Records for the task
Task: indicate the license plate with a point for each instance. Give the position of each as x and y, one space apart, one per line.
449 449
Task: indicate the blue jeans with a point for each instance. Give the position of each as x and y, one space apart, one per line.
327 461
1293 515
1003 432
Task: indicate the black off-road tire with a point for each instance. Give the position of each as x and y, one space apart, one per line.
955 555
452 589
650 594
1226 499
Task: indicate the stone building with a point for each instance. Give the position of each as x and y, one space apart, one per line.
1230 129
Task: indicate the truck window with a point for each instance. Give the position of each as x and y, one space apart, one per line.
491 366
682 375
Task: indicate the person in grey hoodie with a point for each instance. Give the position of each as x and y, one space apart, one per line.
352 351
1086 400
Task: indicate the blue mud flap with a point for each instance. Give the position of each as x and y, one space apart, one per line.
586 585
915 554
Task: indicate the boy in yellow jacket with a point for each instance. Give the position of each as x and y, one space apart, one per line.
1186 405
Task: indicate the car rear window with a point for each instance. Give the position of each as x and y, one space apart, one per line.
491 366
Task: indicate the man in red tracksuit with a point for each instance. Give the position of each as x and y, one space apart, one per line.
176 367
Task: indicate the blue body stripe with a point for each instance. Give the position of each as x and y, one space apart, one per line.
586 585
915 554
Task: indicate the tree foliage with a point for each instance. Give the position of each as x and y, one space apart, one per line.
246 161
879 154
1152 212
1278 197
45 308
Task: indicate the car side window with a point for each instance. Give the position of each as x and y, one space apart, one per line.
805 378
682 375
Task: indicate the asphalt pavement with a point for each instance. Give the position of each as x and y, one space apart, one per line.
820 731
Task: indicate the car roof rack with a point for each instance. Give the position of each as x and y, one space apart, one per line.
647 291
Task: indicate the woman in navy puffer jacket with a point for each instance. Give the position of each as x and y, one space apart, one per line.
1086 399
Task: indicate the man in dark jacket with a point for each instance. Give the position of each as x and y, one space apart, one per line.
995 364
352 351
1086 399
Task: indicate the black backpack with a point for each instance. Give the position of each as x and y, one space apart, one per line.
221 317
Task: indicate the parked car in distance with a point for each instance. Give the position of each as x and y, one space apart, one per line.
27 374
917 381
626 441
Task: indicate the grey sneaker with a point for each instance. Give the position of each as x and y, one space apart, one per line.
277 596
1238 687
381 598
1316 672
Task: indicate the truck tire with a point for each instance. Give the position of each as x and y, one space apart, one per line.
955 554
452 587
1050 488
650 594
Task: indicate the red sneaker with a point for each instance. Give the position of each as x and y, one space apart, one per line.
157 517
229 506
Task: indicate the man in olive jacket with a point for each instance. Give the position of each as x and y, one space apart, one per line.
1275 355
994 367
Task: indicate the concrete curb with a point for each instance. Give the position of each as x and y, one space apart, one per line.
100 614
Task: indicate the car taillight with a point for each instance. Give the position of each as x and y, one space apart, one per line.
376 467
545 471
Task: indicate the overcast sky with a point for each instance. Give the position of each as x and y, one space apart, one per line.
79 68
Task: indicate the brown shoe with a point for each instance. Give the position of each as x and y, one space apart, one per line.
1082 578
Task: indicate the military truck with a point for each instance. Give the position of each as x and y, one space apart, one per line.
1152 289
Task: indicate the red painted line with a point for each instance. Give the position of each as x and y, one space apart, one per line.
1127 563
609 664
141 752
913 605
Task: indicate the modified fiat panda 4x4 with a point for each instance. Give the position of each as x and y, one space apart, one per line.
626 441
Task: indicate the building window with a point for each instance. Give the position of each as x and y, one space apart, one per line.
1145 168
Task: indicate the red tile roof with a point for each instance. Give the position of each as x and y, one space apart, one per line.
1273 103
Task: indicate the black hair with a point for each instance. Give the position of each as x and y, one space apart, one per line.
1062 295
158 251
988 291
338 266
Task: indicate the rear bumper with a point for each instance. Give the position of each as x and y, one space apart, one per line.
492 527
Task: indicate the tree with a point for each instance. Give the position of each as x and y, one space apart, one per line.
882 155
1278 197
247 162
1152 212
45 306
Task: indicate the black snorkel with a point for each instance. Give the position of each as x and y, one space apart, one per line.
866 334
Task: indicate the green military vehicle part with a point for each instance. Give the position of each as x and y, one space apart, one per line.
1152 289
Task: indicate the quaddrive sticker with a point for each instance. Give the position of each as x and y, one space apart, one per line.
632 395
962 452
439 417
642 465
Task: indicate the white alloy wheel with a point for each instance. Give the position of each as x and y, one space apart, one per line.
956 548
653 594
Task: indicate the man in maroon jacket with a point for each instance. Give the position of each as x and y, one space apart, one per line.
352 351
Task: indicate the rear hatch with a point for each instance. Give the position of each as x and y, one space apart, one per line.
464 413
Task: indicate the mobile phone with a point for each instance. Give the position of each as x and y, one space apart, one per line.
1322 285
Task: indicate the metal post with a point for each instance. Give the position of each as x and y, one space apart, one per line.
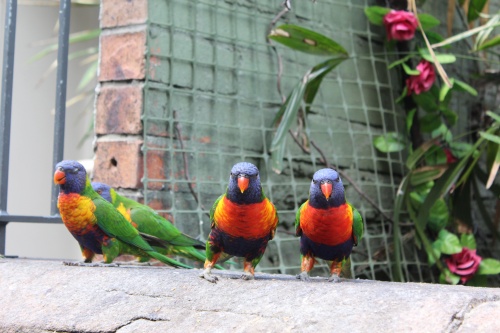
6 109
62 75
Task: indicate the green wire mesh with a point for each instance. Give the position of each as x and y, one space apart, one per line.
211 97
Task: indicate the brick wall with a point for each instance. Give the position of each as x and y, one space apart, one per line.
120 96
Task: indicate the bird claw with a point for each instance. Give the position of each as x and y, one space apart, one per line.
89 264
247 276
334 278
209 277
304 277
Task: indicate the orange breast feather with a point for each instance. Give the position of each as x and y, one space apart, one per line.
77 212
327 226
248 221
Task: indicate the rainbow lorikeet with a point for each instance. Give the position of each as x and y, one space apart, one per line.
148 221
327 224
95 223
243 222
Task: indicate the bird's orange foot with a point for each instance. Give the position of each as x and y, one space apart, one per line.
247 276
304 276
208 276
334 278
90 264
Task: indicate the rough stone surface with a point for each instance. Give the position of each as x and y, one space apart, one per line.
122 56
116 13
43 296
119 109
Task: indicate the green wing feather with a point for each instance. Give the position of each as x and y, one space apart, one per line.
212 210
357 225
114 224
298 230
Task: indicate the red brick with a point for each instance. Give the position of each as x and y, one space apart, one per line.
118 110
117 13
119 163
122 56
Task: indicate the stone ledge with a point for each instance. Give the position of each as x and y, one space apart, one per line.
46 296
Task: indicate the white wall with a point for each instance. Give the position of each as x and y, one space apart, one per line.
31 173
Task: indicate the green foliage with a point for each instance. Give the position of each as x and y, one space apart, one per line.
305 91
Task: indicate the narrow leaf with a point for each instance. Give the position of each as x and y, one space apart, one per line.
489 43
390 142
475 8
443 58
375 14
490 137
305 40
468 241
489 266
428 21
417 154
465 87
450 244
291 107
409 70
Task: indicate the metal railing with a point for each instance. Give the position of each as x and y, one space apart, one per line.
6 112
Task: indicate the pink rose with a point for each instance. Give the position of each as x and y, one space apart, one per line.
419 83
400 25
464 264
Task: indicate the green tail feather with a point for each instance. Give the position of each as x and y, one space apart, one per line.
167 260
192 253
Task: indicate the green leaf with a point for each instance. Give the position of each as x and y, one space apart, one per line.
445 90
399 61
477 281
409 70
468 241
489 43
460 149
448 277
485 214
428 21
490 137
290 109
443 58
438 216
375 14
417 154
430 122
444 132
409 119
450 116
425 174
450 244
437 254
277 157
492 161
390 142
426 101
475 8
462 86
305 40
318 72
494 116
489 266
440 188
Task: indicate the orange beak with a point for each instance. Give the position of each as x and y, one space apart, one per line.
243 183
59 177
327 189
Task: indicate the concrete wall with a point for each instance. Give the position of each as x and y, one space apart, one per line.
32 131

Brief
Transcribe every entry word for word, but omit the pictures.

Full solution
Task: indicate the license plate with a point for each instance. Give the position of each as x and y, one space apart, one per line.
449 449
Task: indicate the blue jeans with a point for each instance. Give the position of each as x and y, one space apart, one per line.
327 461
1293 515
1003 432
Task: indicate the black off-road tire with a point for each instance. Give the position of each as x and y, one space apart, one per line.
955 555
452 589
650 594
1226 499
Task: indicate the stone building with a point for each instance. Give the position of each as x and y, one space apart, one per line.
1230 129
Task: indicate the truck window with a point for each instance. Give the position of each as x and y, one space apart, one per line.
491 366
682 375
Task: indicate the person in grey hoodie with a point for each instance. Give the position of each as x and y, one space apart, one per line.
352 351
1086 400
Task: indicate the blue mud flap with a point for each instance. Give the position of each as x and y, one space apart, one per line.
586 585
915 554
Task: indicate the boy in yellow jacket with a point for each instance. Give the position of each as x and y, one space apart, one per line.
1186 405
Task: indicate the car rear window with a point for each instance. Give the position of each as x and y, one space apart, one per line.
491 366
Task: indicate the man in red tracksuit with a point for each instance. Give the position of each as x and y, one space apart, one per line.
176 367
Task: indicate the blue body stripe with a point for each instance. Give the position of each as x and y, one space apart, one per line.
586 585
915 554
Task: indicate the tree foliage with a point for each instance. Give the position of each as x and y, one space apart, one per line.
246 161
879 154
1152 212
1278 197
45 308
Task: indicate the car side window with a point for each instance. Give the position of each as x and y, one space apart, one per line.
805 378
682 375
Task: indicate the asphalt pavement with a point for each instance. Give the position of each as x and y, one space apart, one per line.
820 731
Task: indicate the car roof rack with a point for each instance. Give the position of each as x and y, one space apart, one per line.
647 291
Task: indicate the woman in navy puffer jacket with a point for each instance. Give the position of each as x and y, one space apart, one per line.
1086 399
Task: indicate the man in dark jacket with a point for each instance. Give the position of each as x and y, one space apart, one per line.
995 364
352 351
1086 399
Task: indicate the black backpack with a point for each instance. Give the position of each as x and y, one space apart, one per line.
221 317
Task: indicate the parked car in distance with a point for each instance. Give the position of each as x and y, one space apart, one per line.
27 374
917 381
626 441
Task: indicate the grey sneaker with a point for each instance. Give the position of each as x and y, one space apart, one per line.
277 596
1238 687
381 598
1316 672
Task: indicate the truck tire with a point for each instance. Give the position of each as x and y, one space apart, one per line.
955 554
452 587
1050 488
650 594
Task: indicate the red sneaker with a point for each instance. Give the position of each as x and y, one space apart, one per line.
157 517
229 506
Task: indicate the man in olive jacket with a point for each instance. Give the position of each as x and y, one space apart, one per line.
1275 355
994 367
Task: indicate the concrete curb with a point for each instance. Give the position of each as x and y, one space apart, one per line.
100 614
Task: indicate the car taillight with a point for each instance. Give the position of each as x and y, one space apart, one per line.
376 467
545 471
Task: indicate the overcast sky with a point for each instance. Give the position of each as x and y, one space apart, one per line.
79 68
Task: indicate the brown shoe with a point for each instance. Give the position of each as x and y, one space apart, one per line.
1082 578
Task: indicate the military truck with a point for each instance. Give the position of each as x and y, one space apart, one per line.
1152 289
Task: indicate the red painted line with a point for each instance. Give the position of each as x and y, one space apart, one per line.
1127 563
609 664
141 752
913 605
Task: indicate the modified fiat panda 4x4 with a point for each instance. Give the position of each as x and y, one space apart, one per line.
626 441
Task: indicate the building window with a point for each instance. Give the position of each as x and y, one space apart, one per line.
1145 168
Task: indicate the red tile roof with a point for each instance. Give the position of each as x and y, one space apart, one per line.
1273 103
Task: indicate the black hair with a point for each instance. Give the position of each as x and y, one space apart, one per line.
1062 295
158 251
988 291
338 266
Task: indicate the rear bumper with a point for each instance. Give the position of each as x and y, one space apart, one per line.
492 527
Task: indicate the tree with a point for each instance. Give the position of each as x and y, one space apart, one per line.
882 155
1278 197
247 162
1152 212
45 306
Task: indicate the black snorkel with a point for each instance. Give the position of each as x and y, one space apart, one per line.
866 334
Task: indicate the green military vehicle part with a point for each instance. Give the position of each as x and y, one space apart, one per line.
1152 289
Task: indicate the quaddrive sticker with a point for each instance. Give the position of each as x and y, one space apart, one per line.
632 395
962 452
439 417
642 465
Task: indicate the white alloy wheel with a point for each instance. Give the position of each as x and y, one space apart, one per line.
956 548
653 594
Task: indicate the man in maroon jacket with a point for each instance. Give the position of each as x and y, one space apart, one per line.
352 351
Task: indicate the rear hatch with a point for each instance. Give the position of each as x and y, one space apart, one per line.
464 413
Task: indicate the mobile phone with a point for each instance. Give the position of each as x and y, one space apart, one per line.
1322 285
Task: indicate the metal post with a point for each instance. Give the position of each as x and y, one space apart, one per line.
6 109
62 75
Task: indicate the green wire mesh with a point for each instance. Give the position of each as x and y, one space apart, one per line.
211 97
Task: indicate the brick wall with a point for each instance. Give the position of each as x and y, one space apart, one per line.
120 96
Task: indicate the bird claw with a point for each instance. Give the position of each as x and y, one space apart, one per line.
89 264
247 276
334 278
209 277
304 277
Task: indicate the orange breast feather with a point for each instance. Give the position of each as x and y, one space apart, one per line.
77 212
327 226
248 221
Task: indicate the rainbow lorikeet with a point for each instance. Give the position of each as x and y, one space apart, one per line.
148 221
327 224
95 223
243 222
Task: indicate the bird's orange foot with a point for each instance. Give the position of each as x and y, one space apart, one per line.
247 276
304 276
208 276
334 278
90 264
Task: indicate the rough stone surface with a point for each instance. Give the position of each as x and y, one space apart, one per line.
122 56
116 13
43 296
119 109
Task: indicate the green wing feather with a point for each instance. Give the position of each as x and y, one space apart, one per line.
212 210
357 225
114 224
298 230
Task: indicate the red brick with a point for each instance. Give the position of each as x and y, one space apart, one per line.
118 110
117 13
119 163
122 56
Task: indicate the stone ledge with a point for each instance. Give the position of each as x and y, one space apart, one per line.
46 296
Task: indicate the white wall with a point for each instance. Give the position of each as x and y, one space apart, one per line.
31 173
Task: indicate the green foliage with a point for each instance. Give the position of each as x and y, one space apart, one per line.
305 91
Task: indicate the narrow leaf with a point for each instance. Give the position of each as x and y, one space apart, one per line.
489 43
390 142
475 8
443 58
375 14
490 137
305 40
468 241
489 266
428 21
417 154
465 87
450 244
291 107
409 70
Task: indicate the metal railing with a point for each instance. Give the position of each as x and y, one space apart, one per line.
6 112
Task: indicate the pink rose with a point for each instance. Give the position of each as x and y, one space apart, one per line.
419 83
400 25
464 264
Task: indicate the green tail feather with a point for each instance. Give the position of each as x and y, one space apart, one per line.
167 260
192 253
Task: indicate the green leaf with a point for each instance. Give the position of each as x and y, one space apart, one per line.
445 90
399 61
477 281
409 70
468 241
489 43
460 149
448 277
485 214
428 21
490 137
290 109
443 58
438 216
375 14
417 154
430 122
444 132
409 119
450 116
425 174
450 244
437 254
277 157
492 161
390 142
426 101
475 8
462 86
305 40
318 72
494 116
489 266
440 188
Task: indicate the orange beak with a point for each instance. Give the position of each as x and y, one space apart, one per line.
243 183
59 177
327 189
Task: indicate the concrete wall with a point for each instance. Give the position of each as x and y, one space apart, one per line.
32 131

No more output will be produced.